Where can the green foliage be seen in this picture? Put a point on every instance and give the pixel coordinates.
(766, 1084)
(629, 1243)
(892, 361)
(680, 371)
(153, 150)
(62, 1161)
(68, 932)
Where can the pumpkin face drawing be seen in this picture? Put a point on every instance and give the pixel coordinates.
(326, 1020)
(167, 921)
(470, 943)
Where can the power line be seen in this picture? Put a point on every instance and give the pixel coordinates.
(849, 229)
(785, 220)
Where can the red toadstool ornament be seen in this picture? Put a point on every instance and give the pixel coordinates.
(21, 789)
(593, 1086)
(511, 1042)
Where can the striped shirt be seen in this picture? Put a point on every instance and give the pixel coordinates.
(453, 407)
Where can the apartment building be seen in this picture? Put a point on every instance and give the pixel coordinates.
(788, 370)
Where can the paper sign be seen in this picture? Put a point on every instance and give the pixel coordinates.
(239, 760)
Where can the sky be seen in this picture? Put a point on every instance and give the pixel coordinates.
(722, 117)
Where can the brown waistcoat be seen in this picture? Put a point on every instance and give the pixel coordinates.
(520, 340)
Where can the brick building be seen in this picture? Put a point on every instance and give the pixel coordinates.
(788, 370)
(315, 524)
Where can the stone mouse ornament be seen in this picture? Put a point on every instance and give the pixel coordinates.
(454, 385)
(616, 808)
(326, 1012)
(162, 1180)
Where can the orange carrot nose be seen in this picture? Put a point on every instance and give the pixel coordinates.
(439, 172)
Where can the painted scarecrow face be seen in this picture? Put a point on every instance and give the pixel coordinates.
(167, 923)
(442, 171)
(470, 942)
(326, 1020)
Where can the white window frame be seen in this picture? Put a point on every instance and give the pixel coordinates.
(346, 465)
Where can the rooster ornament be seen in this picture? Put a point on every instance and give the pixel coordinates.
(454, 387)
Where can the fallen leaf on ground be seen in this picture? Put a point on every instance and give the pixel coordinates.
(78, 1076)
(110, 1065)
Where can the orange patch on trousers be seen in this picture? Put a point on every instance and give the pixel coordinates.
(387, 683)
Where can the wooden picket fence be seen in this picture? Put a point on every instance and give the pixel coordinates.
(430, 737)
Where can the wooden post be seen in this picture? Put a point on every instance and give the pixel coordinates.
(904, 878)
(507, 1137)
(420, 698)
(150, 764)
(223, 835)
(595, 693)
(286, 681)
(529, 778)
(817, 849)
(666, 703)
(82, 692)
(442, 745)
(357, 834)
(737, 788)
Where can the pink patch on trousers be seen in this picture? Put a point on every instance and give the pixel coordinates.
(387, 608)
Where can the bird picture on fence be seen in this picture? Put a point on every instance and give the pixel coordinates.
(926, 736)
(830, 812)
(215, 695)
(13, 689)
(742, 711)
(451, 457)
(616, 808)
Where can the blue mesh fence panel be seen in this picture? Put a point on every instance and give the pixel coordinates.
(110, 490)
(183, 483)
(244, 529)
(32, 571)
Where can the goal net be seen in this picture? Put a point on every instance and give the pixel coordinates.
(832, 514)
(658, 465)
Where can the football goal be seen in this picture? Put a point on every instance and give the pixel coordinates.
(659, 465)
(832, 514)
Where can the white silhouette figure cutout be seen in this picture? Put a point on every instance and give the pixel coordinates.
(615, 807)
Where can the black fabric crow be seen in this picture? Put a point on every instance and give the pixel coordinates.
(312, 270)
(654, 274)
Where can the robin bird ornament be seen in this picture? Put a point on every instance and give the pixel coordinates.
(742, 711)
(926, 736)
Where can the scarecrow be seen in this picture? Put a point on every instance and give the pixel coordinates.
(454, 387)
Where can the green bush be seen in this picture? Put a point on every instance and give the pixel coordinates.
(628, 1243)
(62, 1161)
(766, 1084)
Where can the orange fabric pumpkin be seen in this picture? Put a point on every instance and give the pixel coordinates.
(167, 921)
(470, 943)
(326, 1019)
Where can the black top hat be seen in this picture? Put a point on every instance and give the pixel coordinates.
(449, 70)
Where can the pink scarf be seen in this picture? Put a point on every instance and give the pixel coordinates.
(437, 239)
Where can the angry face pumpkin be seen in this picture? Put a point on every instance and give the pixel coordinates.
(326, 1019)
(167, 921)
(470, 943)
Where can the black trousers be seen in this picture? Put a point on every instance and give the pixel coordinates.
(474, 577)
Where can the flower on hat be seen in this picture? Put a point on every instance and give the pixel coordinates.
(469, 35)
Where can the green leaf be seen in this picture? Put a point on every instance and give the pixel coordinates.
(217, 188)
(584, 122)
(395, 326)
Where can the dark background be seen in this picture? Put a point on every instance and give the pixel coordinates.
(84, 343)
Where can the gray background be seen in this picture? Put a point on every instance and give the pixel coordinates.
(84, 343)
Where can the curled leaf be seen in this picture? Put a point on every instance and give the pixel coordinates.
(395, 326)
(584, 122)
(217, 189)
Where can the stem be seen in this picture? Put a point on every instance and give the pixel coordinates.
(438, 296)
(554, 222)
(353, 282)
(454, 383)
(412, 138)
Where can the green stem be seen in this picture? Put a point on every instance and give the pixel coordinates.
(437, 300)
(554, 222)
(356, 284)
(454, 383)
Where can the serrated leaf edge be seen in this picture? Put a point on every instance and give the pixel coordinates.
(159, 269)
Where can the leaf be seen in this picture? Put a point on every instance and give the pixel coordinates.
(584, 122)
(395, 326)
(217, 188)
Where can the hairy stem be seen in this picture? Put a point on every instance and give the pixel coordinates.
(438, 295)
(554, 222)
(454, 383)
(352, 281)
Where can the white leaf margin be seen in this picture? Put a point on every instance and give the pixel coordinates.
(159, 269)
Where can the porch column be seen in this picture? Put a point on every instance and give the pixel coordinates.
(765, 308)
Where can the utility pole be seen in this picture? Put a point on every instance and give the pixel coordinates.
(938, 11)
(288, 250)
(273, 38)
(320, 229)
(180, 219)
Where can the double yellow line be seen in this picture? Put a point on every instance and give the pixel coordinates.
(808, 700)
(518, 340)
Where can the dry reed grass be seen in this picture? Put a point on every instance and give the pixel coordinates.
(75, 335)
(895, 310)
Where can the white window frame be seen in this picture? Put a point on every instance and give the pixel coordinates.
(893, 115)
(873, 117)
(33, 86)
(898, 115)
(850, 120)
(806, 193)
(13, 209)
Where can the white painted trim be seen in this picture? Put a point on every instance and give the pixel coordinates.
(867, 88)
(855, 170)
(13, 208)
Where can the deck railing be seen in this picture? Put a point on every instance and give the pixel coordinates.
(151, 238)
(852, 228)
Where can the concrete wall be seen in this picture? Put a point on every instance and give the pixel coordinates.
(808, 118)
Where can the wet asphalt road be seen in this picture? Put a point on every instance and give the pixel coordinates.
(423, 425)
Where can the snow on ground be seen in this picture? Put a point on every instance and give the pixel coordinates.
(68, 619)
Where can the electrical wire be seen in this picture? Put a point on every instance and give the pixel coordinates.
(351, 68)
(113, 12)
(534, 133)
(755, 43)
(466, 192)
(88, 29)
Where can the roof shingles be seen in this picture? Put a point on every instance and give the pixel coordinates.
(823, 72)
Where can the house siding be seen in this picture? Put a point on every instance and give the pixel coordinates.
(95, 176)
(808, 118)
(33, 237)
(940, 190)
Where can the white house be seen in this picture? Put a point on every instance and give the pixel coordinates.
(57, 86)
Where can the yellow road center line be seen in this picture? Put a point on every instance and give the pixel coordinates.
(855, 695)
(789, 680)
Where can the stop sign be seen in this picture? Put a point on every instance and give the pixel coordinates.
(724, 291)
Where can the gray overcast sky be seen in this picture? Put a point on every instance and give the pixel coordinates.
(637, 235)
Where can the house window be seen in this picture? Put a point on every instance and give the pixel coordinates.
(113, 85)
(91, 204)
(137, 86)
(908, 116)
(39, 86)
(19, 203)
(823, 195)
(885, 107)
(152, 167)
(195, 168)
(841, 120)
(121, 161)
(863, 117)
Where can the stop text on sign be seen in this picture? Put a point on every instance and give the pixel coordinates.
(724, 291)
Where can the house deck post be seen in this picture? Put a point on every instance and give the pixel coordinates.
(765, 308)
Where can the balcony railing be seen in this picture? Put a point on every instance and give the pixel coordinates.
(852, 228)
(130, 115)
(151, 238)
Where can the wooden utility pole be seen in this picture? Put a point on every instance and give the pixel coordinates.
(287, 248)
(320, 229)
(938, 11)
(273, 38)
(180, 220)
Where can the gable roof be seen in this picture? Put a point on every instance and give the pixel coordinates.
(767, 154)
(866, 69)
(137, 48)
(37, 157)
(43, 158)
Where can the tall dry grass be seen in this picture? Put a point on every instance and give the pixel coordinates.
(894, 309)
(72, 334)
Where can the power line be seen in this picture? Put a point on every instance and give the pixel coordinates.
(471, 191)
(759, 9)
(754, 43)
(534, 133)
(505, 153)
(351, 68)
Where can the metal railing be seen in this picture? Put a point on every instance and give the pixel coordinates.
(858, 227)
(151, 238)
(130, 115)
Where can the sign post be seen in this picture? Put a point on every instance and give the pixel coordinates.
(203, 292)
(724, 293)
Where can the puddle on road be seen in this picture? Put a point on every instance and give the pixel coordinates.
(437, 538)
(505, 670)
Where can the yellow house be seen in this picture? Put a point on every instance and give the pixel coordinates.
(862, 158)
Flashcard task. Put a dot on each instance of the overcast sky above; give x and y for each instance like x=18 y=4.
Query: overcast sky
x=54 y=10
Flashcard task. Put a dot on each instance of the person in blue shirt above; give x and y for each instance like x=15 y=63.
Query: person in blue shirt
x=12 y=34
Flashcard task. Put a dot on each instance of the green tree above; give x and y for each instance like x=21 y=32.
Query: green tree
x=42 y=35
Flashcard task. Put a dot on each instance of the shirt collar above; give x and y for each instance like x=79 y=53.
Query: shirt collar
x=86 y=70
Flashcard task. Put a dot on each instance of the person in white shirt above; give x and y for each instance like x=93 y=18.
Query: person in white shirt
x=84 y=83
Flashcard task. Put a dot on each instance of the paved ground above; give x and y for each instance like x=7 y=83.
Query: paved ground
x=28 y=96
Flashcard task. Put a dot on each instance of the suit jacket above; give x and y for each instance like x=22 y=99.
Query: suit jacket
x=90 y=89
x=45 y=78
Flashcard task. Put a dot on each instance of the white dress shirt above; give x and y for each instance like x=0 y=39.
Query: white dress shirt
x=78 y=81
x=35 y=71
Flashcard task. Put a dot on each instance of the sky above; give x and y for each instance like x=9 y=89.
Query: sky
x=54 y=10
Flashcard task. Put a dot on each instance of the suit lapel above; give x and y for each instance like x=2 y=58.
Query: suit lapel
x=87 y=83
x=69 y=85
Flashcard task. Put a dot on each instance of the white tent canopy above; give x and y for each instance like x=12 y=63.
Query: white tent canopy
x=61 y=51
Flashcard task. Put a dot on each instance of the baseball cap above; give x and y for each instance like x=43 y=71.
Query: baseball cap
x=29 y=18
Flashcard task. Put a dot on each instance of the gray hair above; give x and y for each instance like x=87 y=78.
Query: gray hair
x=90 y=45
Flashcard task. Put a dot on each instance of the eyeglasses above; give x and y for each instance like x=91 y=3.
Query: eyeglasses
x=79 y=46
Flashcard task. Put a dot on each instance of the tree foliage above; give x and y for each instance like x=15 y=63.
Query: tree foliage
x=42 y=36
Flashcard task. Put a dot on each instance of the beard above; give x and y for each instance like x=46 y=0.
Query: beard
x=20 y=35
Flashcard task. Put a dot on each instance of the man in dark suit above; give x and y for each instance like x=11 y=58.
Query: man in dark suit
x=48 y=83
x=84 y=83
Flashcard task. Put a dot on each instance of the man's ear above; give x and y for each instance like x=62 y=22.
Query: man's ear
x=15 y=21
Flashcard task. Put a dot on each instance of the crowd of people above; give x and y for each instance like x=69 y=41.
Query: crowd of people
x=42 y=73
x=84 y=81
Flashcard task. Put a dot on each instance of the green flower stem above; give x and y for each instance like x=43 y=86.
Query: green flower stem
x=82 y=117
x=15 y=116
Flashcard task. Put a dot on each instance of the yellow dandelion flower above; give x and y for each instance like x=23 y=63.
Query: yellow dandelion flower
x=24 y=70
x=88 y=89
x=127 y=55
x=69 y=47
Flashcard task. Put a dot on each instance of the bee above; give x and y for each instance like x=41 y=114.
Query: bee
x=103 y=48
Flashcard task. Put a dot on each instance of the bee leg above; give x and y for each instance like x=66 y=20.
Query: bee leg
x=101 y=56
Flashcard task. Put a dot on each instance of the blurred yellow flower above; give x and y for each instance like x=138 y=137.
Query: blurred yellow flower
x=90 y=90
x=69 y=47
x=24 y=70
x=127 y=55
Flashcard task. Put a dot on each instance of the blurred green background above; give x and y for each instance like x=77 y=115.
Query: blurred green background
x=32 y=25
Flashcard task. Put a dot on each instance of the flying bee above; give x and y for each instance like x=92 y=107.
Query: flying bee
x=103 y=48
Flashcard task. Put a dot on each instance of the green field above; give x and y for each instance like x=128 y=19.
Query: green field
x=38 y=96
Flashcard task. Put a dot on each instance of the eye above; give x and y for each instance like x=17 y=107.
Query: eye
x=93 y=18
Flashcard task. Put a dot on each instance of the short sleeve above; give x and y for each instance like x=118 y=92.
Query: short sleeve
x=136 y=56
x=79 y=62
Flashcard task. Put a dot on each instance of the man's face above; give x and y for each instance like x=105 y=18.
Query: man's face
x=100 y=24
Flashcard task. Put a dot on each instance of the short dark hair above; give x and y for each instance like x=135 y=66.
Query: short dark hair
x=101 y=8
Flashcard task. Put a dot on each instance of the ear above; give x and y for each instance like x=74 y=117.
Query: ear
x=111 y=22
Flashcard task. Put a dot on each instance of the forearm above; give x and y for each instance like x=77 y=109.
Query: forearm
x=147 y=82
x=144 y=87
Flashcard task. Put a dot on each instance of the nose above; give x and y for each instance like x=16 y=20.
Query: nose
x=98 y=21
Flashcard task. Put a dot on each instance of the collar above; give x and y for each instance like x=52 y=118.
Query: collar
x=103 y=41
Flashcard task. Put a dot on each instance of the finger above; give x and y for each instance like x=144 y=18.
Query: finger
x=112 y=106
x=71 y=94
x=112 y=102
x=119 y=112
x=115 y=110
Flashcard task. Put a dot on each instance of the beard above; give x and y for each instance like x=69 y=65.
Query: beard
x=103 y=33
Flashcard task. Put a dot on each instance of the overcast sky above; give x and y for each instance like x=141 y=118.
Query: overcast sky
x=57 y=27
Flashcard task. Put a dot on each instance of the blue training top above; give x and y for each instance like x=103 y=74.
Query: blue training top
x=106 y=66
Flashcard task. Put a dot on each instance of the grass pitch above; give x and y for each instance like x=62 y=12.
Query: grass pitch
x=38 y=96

********

◆ **What is expected**
Take the entries above and return only the lines from the one with "like x=18 y=4." to the one with "like x=0 y=39.", both included, unchanged.

◆ **Answer below**
Flashcard task. Put a dot on each instance of the overcast sky above; give x and y for each instance like x=18 y=4.
Query: overcast sky
x=54 y=10
Flashcard task. Put a dot on each instance of the person in blue shirt above; give x and y for each instance like x=15 y=63.
Query: person in blue shirt
x=12 y=34
Flashcard task. Put a dot on each instance of the green tree above; give x and y for each instance like x=21 y=32.
Query: green tree
x=42 y=35
Flashcard task. Put a dot on each instance of the shirt collar above; give x and y for each instance like x=79 y=53.
Query: shirt collar
x=86 y=70
Flashcard task. Put a dot on each instance of the person in white shirt above; give x and y for each instance like x=93 y=18.
Query: person in white shirt
x=84 y=83
Flashcard task. Put a dot on each instance of the paved ground above; give x and y for each instance like x=7 y=83.
Query: paved ground
x=28 y=96
Flashcard task. Put a dot on each instance of the suit jacket above; give x and y for each instance like x=22 y=99.
Query: suit jacket
x=90 y=89
x=45 y=78
Flashcard task. Put a dot on each instance of the white dress shirt above; give x and y for each instance like x=0 y=39.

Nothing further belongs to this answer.